§ **What is required**
Copy word for word each line from the one that has "Target: faucet" to the last line of the records, with no other lines.

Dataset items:
....
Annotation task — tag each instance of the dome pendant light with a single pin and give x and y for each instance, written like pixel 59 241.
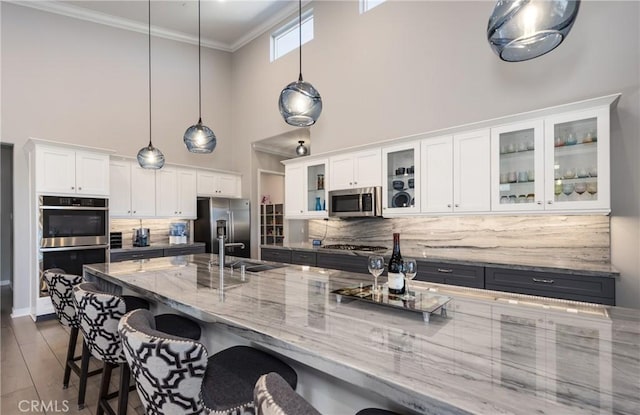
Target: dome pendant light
pixel 301 150
pixel 150 157
pixel 300 103
pixel 199 138
pixel 520 30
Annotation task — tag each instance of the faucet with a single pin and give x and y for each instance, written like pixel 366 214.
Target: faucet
pixel 222 246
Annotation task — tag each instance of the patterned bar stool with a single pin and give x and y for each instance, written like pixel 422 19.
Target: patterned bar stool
....
§ **Result below**
Target: faucet
pixel 222 246
Annotation task — tag each instance of the patterned bar stool with a single pin and give x and y for each instance, written like pixel 422 19.
Target: patterned bar stool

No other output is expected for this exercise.